▸ **OBJECTIVE**
Pick out and copy each line below that contains the word "necklace". Case counts.

====== ROWS

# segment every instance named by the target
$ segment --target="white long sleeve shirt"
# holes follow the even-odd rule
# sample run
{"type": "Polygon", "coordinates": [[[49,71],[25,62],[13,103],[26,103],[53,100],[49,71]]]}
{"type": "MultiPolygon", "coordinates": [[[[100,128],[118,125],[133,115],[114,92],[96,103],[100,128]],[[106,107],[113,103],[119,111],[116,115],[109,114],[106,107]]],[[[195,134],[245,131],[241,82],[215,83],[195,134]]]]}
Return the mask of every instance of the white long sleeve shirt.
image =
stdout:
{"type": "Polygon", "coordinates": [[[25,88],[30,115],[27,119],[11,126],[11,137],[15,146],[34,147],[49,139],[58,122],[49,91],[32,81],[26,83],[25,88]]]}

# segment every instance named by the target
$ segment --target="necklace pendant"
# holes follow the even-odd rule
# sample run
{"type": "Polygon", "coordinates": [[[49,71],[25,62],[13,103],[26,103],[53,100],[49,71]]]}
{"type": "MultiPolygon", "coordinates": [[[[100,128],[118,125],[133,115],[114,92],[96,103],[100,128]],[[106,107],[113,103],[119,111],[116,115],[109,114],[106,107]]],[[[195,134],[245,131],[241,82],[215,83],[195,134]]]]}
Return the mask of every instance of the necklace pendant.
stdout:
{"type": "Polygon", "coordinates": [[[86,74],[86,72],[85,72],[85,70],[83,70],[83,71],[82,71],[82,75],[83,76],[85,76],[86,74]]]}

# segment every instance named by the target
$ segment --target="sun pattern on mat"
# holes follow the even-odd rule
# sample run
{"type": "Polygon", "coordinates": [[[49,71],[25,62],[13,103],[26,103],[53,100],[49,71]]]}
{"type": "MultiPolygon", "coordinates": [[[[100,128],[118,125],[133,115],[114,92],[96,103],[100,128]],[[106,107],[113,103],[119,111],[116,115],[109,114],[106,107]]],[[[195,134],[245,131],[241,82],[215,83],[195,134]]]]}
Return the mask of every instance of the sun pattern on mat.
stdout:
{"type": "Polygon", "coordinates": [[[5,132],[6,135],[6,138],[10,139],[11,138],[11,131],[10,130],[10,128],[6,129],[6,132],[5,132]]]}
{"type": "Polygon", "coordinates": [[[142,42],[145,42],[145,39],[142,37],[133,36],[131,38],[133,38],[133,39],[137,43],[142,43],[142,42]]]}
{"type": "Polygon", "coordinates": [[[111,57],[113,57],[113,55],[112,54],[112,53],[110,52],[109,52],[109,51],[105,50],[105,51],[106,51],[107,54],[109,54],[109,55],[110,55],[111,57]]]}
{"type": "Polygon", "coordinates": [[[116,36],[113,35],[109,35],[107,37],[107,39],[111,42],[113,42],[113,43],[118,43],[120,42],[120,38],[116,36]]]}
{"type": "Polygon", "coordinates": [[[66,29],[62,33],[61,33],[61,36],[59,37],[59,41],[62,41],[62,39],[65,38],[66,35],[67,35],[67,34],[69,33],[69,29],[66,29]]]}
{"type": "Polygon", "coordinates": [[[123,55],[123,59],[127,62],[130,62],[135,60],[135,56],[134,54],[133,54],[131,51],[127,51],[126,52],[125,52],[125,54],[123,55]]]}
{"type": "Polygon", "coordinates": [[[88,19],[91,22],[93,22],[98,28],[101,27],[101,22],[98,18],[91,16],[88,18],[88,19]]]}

============

▸ **SOLUTION FOR THIS TASK**
$ segment --target="necklace pendant"
Return the mask of every instance of the necklace pendant.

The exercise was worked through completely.